======== Source records ========
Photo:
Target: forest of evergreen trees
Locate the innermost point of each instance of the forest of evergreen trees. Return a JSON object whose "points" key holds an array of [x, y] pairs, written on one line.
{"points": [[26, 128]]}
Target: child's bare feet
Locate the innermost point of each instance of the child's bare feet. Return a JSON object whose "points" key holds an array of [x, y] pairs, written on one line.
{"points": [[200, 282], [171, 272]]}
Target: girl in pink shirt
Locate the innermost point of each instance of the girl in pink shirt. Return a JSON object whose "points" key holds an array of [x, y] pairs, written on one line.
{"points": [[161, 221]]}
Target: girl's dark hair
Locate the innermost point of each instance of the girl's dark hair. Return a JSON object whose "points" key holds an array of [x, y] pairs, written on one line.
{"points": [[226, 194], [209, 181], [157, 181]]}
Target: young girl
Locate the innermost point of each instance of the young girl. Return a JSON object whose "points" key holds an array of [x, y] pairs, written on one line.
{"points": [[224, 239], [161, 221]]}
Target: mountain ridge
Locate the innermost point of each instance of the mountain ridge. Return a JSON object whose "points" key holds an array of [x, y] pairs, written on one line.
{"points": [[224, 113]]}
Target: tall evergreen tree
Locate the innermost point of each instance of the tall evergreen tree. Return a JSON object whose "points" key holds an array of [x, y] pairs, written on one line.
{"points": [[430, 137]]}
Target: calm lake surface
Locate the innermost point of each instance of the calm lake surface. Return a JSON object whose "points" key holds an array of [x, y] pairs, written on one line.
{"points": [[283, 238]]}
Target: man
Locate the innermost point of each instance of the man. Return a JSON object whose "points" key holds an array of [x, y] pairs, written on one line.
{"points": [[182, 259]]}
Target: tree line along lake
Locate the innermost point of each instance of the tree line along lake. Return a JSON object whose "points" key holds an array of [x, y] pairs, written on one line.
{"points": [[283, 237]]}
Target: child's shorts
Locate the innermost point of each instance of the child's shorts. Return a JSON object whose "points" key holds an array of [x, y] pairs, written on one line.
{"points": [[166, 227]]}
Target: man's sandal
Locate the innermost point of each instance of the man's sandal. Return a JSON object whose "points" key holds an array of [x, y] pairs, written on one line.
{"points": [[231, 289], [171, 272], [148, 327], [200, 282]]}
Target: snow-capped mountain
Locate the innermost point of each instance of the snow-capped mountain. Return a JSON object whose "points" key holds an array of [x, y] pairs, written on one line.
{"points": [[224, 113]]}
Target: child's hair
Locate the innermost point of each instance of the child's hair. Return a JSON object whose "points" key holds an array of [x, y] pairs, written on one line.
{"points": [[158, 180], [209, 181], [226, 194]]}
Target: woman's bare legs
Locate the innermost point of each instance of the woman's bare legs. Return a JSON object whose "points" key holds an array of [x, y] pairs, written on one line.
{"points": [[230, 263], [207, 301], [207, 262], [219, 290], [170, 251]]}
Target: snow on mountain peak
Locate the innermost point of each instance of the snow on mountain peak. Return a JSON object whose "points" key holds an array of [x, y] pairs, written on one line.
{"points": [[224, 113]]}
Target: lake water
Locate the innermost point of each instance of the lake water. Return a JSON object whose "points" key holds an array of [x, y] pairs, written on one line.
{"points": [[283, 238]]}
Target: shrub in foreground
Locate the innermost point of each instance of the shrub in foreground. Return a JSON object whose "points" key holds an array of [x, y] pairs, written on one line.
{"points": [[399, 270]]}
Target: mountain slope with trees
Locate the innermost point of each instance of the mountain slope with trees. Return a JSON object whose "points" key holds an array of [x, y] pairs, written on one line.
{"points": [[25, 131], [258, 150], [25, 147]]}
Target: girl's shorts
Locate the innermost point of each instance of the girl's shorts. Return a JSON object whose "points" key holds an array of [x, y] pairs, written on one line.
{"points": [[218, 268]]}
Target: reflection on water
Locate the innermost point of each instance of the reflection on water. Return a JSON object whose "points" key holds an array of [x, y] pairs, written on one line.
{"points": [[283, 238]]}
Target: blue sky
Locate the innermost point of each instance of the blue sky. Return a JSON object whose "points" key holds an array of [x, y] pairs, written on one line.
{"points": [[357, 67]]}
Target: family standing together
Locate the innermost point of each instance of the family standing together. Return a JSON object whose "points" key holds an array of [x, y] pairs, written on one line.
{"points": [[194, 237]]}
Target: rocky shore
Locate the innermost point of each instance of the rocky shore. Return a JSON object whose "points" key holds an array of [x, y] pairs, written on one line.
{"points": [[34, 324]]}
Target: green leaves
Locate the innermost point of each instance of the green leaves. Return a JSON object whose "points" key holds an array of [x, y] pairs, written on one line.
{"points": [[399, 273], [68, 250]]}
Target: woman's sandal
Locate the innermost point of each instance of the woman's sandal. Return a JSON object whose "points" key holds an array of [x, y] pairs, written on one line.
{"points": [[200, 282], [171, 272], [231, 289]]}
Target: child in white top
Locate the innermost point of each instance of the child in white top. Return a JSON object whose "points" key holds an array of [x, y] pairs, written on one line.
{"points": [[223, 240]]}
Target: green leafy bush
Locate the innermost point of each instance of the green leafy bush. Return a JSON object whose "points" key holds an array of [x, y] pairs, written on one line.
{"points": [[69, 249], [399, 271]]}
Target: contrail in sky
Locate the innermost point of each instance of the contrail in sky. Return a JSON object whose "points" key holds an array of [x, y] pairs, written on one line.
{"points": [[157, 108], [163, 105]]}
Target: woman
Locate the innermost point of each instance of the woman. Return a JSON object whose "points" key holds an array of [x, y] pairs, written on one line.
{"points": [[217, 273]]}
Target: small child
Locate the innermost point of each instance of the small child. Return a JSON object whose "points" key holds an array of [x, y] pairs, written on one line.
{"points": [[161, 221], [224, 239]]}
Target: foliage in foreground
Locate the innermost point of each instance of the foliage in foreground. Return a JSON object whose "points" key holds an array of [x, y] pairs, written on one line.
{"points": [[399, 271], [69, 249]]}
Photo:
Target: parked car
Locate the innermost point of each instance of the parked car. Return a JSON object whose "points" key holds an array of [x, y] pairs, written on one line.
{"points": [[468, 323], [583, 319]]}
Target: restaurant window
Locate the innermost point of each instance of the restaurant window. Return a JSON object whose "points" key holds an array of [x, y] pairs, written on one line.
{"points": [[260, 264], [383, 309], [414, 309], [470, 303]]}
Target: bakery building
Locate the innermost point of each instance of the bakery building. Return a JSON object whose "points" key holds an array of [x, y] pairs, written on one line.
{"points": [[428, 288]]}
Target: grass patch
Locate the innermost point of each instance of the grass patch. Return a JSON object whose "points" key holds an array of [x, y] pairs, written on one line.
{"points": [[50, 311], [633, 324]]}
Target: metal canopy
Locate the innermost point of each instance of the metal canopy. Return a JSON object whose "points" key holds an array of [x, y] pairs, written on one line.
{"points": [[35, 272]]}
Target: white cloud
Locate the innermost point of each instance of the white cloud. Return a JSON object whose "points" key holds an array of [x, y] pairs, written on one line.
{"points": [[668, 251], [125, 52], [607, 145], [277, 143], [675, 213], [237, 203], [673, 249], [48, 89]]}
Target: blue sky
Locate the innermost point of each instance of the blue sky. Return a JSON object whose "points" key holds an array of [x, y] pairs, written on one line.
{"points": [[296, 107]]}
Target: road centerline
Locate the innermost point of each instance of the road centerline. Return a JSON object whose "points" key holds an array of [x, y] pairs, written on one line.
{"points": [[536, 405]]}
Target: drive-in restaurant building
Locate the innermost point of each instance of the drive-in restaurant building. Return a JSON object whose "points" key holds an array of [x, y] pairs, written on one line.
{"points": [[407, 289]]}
========
======== Source records ========
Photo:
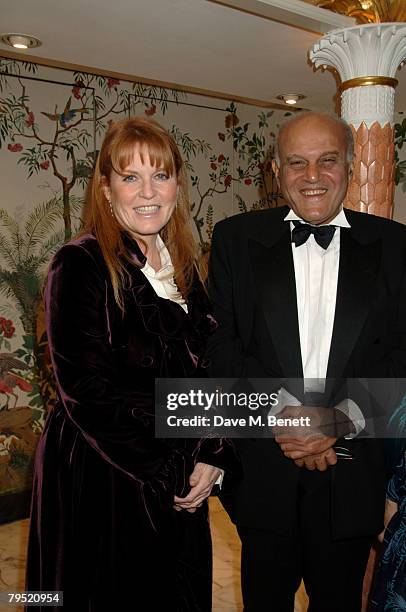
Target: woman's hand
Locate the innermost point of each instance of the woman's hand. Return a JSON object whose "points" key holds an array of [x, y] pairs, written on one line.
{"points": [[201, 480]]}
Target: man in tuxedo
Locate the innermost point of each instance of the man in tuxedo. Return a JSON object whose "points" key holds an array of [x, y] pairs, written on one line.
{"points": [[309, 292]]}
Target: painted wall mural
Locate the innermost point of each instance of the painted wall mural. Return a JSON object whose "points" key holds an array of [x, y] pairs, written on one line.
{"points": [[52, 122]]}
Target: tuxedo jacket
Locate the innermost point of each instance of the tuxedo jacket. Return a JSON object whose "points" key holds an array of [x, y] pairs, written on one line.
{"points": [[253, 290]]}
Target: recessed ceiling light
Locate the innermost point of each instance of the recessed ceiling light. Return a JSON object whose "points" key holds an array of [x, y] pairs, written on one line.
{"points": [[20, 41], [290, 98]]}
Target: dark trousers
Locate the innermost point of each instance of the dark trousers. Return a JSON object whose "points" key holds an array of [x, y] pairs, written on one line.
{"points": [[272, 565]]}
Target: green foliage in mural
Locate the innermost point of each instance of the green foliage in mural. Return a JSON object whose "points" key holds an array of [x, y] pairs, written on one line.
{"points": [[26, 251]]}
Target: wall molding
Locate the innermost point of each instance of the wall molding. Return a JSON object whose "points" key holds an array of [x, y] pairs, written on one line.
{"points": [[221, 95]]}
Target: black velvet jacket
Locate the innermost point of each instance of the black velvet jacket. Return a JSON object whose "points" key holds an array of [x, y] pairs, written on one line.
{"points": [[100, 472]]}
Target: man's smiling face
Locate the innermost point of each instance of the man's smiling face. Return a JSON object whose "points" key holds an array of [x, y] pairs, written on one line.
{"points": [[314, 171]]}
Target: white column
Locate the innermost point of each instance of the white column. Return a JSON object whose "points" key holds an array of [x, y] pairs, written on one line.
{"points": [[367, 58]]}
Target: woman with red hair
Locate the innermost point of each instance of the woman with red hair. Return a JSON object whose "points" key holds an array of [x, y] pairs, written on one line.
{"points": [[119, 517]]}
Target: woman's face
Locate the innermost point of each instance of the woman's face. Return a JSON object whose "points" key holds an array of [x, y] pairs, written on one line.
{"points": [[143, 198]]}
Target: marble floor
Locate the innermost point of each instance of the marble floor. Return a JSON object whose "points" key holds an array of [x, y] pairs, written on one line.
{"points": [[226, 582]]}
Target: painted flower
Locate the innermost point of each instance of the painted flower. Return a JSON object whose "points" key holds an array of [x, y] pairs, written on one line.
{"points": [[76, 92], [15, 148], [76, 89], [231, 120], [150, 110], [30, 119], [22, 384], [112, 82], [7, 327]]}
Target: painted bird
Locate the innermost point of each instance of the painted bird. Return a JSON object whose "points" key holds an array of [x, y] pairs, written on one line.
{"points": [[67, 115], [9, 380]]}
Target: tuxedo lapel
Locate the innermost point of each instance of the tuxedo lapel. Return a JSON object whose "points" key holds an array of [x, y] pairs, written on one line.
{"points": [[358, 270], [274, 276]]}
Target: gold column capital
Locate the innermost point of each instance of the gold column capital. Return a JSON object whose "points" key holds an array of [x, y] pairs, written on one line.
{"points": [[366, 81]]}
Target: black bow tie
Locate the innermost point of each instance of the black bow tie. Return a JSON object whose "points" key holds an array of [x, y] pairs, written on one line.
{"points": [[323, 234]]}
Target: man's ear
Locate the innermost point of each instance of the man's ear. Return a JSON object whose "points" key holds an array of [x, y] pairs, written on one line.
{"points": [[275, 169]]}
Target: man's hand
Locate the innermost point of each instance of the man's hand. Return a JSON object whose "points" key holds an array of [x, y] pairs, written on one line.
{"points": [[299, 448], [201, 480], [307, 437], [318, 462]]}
========
What you will do: Set down again, word for word, the stretch of records from the line with "Target: lake water" to the line with "Target: reflection on water", both of those lines included.

Written response:
Target: lake water
Locate the innermost point of each instance of the lake water. Return a JSON object whose "points" key holds an array of [x, y] pairs, written on one line.
{"points": [[283, 238]]}
Target: shrub in foreground
Locate the innermost point of each instance of the shrub in foreground. Return a JSON object whose "points" key holds an array of [x, y] pairs, written on one line.
{"points": [[399, 270]]}
Target: mountain slope with trees
Locate the innermost point of each instance of the mountain slope with trees. Return a JSON object whose "points" key holds an array of [x, y] pairs, written on one line.
{"points": [[25, 131], [258, 150], [25, 147]]}
Target: girl's shorts
Locate the innermost point of each instance of the girl's shorts. Return a JSON object whose "points" key holds an array of [x, y] pairs, written on one line.
{"points": [[218, 268]]}
Target: reflection on water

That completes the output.